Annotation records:
----

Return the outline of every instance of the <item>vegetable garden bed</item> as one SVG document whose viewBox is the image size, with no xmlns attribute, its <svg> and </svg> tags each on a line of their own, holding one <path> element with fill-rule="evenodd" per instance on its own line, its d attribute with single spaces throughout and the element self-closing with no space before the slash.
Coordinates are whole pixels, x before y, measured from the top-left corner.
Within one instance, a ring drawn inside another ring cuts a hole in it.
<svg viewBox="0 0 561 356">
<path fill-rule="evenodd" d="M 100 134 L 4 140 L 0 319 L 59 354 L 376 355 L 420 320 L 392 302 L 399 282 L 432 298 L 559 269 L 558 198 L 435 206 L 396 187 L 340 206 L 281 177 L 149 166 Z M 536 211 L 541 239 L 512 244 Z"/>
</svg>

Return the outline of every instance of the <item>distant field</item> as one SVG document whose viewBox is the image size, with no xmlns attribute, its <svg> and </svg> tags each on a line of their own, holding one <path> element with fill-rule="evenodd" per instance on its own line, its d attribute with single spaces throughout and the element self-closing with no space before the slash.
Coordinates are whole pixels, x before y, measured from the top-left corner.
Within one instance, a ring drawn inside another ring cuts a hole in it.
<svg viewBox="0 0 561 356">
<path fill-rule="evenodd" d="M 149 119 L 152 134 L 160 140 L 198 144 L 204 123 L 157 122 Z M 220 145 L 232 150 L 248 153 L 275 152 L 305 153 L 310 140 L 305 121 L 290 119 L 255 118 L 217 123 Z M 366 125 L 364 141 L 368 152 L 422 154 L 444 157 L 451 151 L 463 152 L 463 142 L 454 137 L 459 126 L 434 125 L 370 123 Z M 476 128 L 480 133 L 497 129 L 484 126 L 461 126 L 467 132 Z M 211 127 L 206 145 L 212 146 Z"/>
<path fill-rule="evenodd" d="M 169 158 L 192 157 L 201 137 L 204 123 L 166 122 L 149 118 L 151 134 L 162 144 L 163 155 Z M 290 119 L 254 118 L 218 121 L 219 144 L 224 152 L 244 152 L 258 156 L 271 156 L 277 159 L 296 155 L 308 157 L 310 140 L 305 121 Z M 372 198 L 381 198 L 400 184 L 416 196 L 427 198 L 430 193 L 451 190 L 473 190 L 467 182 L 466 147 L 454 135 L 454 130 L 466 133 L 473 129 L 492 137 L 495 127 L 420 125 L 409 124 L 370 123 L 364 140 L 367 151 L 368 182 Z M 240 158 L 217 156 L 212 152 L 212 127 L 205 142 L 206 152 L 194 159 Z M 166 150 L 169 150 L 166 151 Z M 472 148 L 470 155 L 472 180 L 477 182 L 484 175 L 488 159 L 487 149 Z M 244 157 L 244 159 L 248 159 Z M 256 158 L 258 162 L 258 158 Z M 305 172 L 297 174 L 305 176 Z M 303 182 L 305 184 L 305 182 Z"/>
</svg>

----

## [Stated exercise]
Write out each of the items above word for word, without changing anything.

## [The completed task]
Return the outline of every instance of the <item>vegetable garden bed</item> as one SVG document whose viewBox is the image size, with no xmlns attribute, its <svg> and </svg> tags each on a line of their own, holding one <path> element with fill-rule="evenodd" per instance on its own line, its d attribute with single spaces throughout and the element self-closing with no space before the slash.
Coordinates are whole pixels, x before y, measured from the top-left corner.
Within one instance, a ring drawn inside another ring cuts a hole in it.
<svg viewBox="0 0 561 356">
<path fill-rule="evenodd" d="M 100 134 L 4 140 L 0 319 L 59 354 L 376 355 L 420 320 L 392 302 L 399 282 L 432 298 L 559 269 L 558 198 L 435 206 L 396 187 L 340 206 L 281 177 L 149 166 Z M 536 211 L 541 239 L 512 244 Z"/>
</svg>

Return the outline of every instance of the <item>distant field</item> as one SVG document whose viewBox is the image size, with no xmlns attribute, its <svg> and </svg> tags each on a line of their own, holding one <path> element with fill-rule="evenodd" per instance on its own line, its d attribute with single spaces throughout and the element self-closing with no space before the slash.
Coordinates are whole pixels, x before y, measured from the top-left corner.
Within one instance, a ring drawn inside another ring cuts a hole in it.
<svg viewBox="0 0 561 356">
<path fill-rule="evenodd" d="M 149 119 L 152 134 L 160 140 L 198 144 L 204 123 L 157 122 Z M 220 145 L 232 150 L 248 153 L 275 152 L 305 153 L 310 140 L 305 121 L 290 119 L 255 118 L 217 123 Z M 366 125 L 364 141 L 368 152 L 422 154 L 444 157 L 451 151 L 463 152 L 463 142 L 454 137 L 459 126 L 434 125 L 370 123 Z M 476 128 L 480 133 L 497 129 L 484 126 L 461 126 L 467 132 Z M 211 127 L 206 145 L 212 146 Z"/>
<path fill-rule="evenodd" d="M 169 158 L 192 157 L 201 137 L 204 123 L 166 122 L 149 118 L 151 134 L 162 144 L 163 155 Z M 290 119 L 254 118 L 218 121 L 219 144 L 224 152 L 244 152 L 258 156 L 271 156 L 277 159 L 296 155 L 308 157 L 310 140 L 305 121 Z M 372 198 L 381 198 L 400 184 L 416 196 L 427 198 L 430 193 L 451 190 L 473 190 L 467 182 L 466 147 L 454 135 L 454 130 L 466 133 L 473 129 L 492 137 L 495 127 L 420 125 L 409 124 L 370 123 L 364 140 L 367 151 L 368 182 Z M 240 158 L 217 156 L 212 152 L 212 127 L 205 142 L 206 152 L 194 159 Z M 166 150 L 169 150 L 166 151 Z M 472 148 L 470 155 L 472 180 L 477 182 L 484 175 L 488 159 L 487 149 Z M 244 157 L 244 159 L 248 159 Z M 256 158 L 258 162 L 258 158 Z M 305 172 L 297 174 L 305 176 Z M 303 182 L 305 184 L 305 182 Z"/>
</svg>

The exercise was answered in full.